## EXERCISE PROMPT
Print each of the following lines word for word, with nothing added, dropped, or changed.

## RECORDS FOR THE TASK
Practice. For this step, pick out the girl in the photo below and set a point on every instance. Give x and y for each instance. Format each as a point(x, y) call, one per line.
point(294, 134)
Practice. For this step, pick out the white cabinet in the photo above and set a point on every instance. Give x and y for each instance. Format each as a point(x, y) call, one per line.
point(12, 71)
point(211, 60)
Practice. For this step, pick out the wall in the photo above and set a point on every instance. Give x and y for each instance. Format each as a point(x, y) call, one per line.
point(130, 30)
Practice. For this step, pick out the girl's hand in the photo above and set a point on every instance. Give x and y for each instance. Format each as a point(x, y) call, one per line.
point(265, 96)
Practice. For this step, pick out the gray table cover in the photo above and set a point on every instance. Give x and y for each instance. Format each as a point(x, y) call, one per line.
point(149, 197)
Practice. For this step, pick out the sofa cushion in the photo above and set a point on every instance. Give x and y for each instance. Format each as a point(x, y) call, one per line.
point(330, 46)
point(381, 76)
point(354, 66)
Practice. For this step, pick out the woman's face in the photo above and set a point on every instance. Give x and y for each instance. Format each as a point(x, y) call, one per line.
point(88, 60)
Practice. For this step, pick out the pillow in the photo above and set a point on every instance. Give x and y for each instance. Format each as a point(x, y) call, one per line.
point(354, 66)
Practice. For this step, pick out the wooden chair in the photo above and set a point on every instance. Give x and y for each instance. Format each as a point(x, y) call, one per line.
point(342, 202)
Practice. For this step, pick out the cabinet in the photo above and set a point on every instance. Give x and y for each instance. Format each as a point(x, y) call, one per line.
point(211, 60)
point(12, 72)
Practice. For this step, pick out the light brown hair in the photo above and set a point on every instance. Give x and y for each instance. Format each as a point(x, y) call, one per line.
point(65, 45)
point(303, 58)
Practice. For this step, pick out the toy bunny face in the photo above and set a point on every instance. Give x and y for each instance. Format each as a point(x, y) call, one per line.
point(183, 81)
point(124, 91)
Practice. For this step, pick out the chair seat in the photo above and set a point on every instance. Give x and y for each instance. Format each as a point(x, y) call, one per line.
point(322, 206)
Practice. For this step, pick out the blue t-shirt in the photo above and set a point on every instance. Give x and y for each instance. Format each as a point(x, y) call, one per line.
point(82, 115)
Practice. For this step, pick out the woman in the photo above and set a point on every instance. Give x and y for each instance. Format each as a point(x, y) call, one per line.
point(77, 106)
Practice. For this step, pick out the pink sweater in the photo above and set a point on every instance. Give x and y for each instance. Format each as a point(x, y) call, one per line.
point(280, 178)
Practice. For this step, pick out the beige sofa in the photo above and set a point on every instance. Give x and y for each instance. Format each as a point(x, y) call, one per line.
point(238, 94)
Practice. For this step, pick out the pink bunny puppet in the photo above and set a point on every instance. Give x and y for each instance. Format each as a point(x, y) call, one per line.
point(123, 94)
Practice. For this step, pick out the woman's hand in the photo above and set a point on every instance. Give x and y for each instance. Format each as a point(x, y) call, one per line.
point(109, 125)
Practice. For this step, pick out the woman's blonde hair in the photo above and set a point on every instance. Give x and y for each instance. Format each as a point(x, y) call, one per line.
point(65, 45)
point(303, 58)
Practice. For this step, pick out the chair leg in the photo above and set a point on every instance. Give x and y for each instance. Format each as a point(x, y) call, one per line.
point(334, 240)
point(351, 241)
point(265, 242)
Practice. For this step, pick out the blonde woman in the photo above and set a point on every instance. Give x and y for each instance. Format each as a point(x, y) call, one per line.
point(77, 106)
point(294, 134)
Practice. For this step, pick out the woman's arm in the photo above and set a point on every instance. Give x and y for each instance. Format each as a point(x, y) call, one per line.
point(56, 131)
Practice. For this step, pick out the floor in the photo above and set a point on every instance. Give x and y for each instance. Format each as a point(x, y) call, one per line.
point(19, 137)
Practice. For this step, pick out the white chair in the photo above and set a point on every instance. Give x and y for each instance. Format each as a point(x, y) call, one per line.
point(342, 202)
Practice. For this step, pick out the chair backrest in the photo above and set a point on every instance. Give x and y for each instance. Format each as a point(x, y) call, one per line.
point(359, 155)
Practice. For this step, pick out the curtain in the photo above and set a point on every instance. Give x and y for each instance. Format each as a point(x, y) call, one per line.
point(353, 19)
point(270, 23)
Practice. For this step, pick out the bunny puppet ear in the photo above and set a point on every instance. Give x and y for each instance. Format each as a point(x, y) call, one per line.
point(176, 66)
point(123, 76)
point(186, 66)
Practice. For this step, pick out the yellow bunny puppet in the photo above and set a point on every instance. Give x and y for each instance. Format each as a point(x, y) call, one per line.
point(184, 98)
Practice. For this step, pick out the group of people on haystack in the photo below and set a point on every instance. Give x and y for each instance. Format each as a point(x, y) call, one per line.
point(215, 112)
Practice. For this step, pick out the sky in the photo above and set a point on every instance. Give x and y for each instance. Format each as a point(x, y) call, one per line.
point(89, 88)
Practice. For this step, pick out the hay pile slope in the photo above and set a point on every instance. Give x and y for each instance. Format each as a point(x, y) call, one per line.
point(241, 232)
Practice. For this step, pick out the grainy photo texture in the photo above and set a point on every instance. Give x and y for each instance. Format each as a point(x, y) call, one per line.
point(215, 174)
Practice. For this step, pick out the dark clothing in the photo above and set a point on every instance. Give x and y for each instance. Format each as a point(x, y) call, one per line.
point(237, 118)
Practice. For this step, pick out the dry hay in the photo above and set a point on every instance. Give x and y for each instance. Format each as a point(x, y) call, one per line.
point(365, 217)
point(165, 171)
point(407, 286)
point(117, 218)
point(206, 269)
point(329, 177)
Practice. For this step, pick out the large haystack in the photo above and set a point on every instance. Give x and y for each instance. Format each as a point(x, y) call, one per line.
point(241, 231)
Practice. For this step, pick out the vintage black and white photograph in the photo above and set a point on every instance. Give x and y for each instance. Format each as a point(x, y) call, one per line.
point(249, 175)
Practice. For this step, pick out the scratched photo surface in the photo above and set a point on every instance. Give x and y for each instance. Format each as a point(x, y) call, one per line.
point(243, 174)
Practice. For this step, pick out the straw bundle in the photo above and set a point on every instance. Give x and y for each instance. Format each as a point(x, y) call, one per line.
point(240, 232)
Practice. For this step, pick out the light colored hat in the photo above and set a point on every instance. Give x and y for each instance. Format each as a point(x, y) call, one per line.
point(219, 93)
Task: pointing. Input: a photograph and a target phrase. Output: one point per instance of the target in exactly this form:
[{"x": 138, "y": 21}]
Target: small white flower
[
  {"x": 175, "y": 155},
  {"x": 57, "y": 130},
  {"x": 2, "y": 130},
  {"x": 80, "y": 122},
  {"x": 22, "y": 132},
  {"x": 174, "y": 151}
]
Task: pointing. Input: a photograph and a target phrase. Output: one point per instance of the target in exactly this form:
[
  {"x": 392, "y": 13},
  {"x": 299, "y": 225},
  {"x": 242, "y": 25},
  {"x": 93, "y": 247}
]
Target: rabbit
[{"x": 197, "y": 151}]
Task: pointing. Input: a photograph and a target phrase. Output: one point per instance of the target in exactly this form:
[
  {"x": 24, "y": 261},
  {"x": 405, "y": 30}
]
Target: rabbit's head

## THE RESPONSE
Practice. For this step, pick out the girl in the photo below and set a point on every instance. Give x and y for each instance. Format each as a point(x, y) call, one per line.
point(294, 134)
Practice. For this step, pick out the white cabinet in the photo above and set a point on every instance. Give x and y for each instance. Format each as a point(x, y) call, one per line.
point(12, 71)
point(211, 60)
Practice. For this step, pick out the wall in the photo above and set a point on every instance. Give x and y for each instance. Format each as a point(x, y) call, one per line.
point(130, 30)
Practice. For this step, pick out the girl's hand in the photo above and set a point on every instance. Give x and y for each instance. Format each as a point(x, y) call, one per line.
point(265, 96)
Practice. For this step, pick out the gray table cover in the photo above and set a point on every instance. Give x and y for each instance. Format each as a point(x, y) call, one per line.
point(149, 197)
Practice. For this step, pick out the sofa cushion in the photo above and set a point on every instance. Give x and y for each instance. Format each as a point(x, y) call, one per line.
point(330, 46)
point(381, 76)
point(354, 66)
Practice. For this step, pick out the woman's face in the photo above and set a point on every instance. Give x and y for each instance. Format each as a point(x, y) call, one per line.
point(88, 60)
Practice. For this step, pick out the pillow in the photo above and set a point on every instance. Give x and y for each instance. Format each as a point(x, y) call, one per line.
point(354, 66)
Practice. For this step, pick out the wooden chair in the photo above and set a point on every instance. Give x and y for each instance. Format each as a point(x, y) call, one per line.
point(342, 202)
Practice. For this step, pick out the cabinet in the photo above and set a point on every instance. Give x and y for each instance. Format each as a point(x, y) call, one per line.
point(211, 60)
point(12, 72)
Practice. For this step, pick out the light brown hair in the photo above and set a point on every instance. Give x and y for each instance. Format each as a point(x, y) call, one per line.
point(65, 45)
point(303, 58)
Practice. For this step, pick out the toy bunny face in the photo above and set a point on every instance. Give x and y for each instance. Format each as a point(x, y) call, one per line.
point(183, 81)
point(124, 91)
Practice. For this step, pick out the chair seat in the photo above and set a point on every instance. Give x and y for each instance. Format each as a point(x, y) call, one per line.
point(322, 206)
Practice. For this step, pick out the blue t-shirt in the photo above and set a point on every instance. Give x and y for each instance. Format each as a point(x, y) call, one per line.
point(82, 115)
Practice. For this step, pick out the woman in the photo above and set a point on every instance. Give x and y for each instance. Format each as a point(x, y) call, one per line.
point(77, 106)
Practice. For this step, pick out the pink sweater in the photo above and set a point on every instance. Give x and y for each instance. Format each as a point(x, y) call, one per line.
point(280, 178)
Practice. For this step, pick out the beige sofa in the photo above and set a point on every instance. Give x and y for each instance. Format each as a point(x, y) call, one per line.
point(238, 94)
Practice. For this step, pick out the pink bunny puppet in the photo above and set a point on every instance. Give x and y for each instance. Format each as a point(x, y) call, one per line.
point(123, 94)
Practice. For this step, pick out the woman's hand in the photo above and set a point on every instance. Give x and y for each instance. Format each as a point(x, y) call, one per line.
point(109, 125)
Practice. For this step, pick out the woman's blonde hair in the photo above and set a point on every instance. Give x and y for each instance. Format each as a point(x, y) call, one per line.
point(65, 45)
point(303, 58)
Practice. For this step, pick out the chair leg in the photo above and set a point on every instance. Give x and y for each instance. Format each as a point(x, y) call, one per line.
point(334, 240)
point(351, 241)
point(265, 242)
Practice. For this step, pick out the blonde woman in the photo above and set a point on every instance. Give x and y for each instance. Format each as a point(x, y) call, one per line.
point(77, 106)
point(294, 134)
Practice. For this step, pick out the woman's arm in the photo above and set a point on every instance. Give x and y for each instance. Format each as a point(x, y) call, one per line.
point(56, 131)
Practice. For this step, pick out the floor in the photo above and set a point on every instance. Give x and y for each instance. Format each as a point(x, y) call, one per line.
point(19, 137)
Practice. For this step, pick out the white chair in the photo above and set a point on every instance. Give x and y for each instance. Format each as a point(x, y) call, one per line.
point(342, 202)
Practice. For this step, pick out the chair backrest in the photo above and set a point on every instance. Give x and y for each instance. Format each as a point(x, y) call, one per line.
point(359, 155)
Practice. For this step, pick out the curtain in the photo above and set a point on every instance. Give x and y for each instance. Format each as a point(x, y) call, one per line.
point(353, 19)
point(270, 23)
Practice. For this step, pick out the bunny puppet ear in the photo above and set a point on every instance. Give x and y for each instance. Format each as a point(x, y) call, one per line.
point(176, 66)
point(123, 76)
point(186, 66)
Practice. For this step, pick out the yellow bunny puppet in the photo above and set a point on every instance. Give x and y for each instance. Format each as a point(x, y) call, one per line.
point(184, 98)
Practice. For this step, pick out the group of people on haystack in the photo below and set a point on every instance. Give x and y for each instance. Format each as a point(x, y) call, one per line.
point(215, 112)
Practice. For this step, pick out the sky in the photo above and set a point on every instance. Give x and y for each instance. Format each as a point(x, y) call, one per line.
point(89, 88)
Practice. For this step, pick out the hay pile slope in the photo above and set a point on every instance. Give x and y for each instance. Format each as a point(x, y) call, one per line.
point(241, 232)
Practice. For this step, pick out the grainy photo texture in the photo above and set a point on every instance. Give x and y for each instance. Format each as a point(x, y) call, one per line.
point(215, 174)
Practice. For this step, pick out the dark clothing in the photo above and set a point on every instance. Give x and y for each instance. Format each as a point(x, y) call, one per line.
point(237, 118)
Practice. For this step, pick out the dry hay in the photo above and set a point on every instance. Give x and y for each instance. Format each as a point(x, y) call, one per line.
point(365, 217)
point(165, 171)
point(407, 286)
point(117, 218)
point(206, 269)
point(329, 177)
Practice. For this step, pick out the large haystack in the photo above and set a point on every instance. Give x and y for each instance. Format each as a point(x, y) call, one per line.
point(241, 231)
Practice. For this step, pick out the vintage black and white photograph in the photo above and set a point on every instance. Give x and y for each instance. Format each as a point(x, y) call, one per line.
point(249, 175)
Practice. For this step, pick out the scratched photo surface in the photo above and set a point on every instance. Give x and y for each instance. Format each as a point(x, y) call, one per line.
point(243, 174)
Practice. For this step, pick out the straw bundle in the photo above and set a point on every instance. Give x and y for each instance. Format each as a point(x, y) call, one per line.
point(240, 232)
Practice. For this step, pick out the light colored hat in the photo above and set a point on every instance. Give x and y for each instance. Format each as a point(x, y) call, one per line.
point(219, 93)
Task: pointing. Input: a photograph and a target phrase. Output: one point per instance of the target in exactly this form:
[{"x": 138, "y": 21}]
Target: small white flower
[
  {"x": 175, "y": 155},
  {"x": 57, "y": 130},
  {"x": 2, "y": 130},
  {"x": 80, "y": 122},
  {"x": 22, "y": 132},
  {"x": 174, "y": 151}
]
Task: pointing. Input: a photograph and a target phrase. Output: one point per instance of the target in exactly this form:
[
  {"x": 392, "y": 13},
  {"x": 299, "y": 225},
  {"x": 242, "y": 25},
  {"x": 93, "y": 247}
]
Target: rabbit
[{"x": 197, "y": 151}]
Task: pointing. Input: a photograph and a target phrase. Output: one point per instance of the target in exactly this form:
[
  {"x": 24, "y": 261},
  {"x": 405, "y": 30}
]
Target: rabbit's head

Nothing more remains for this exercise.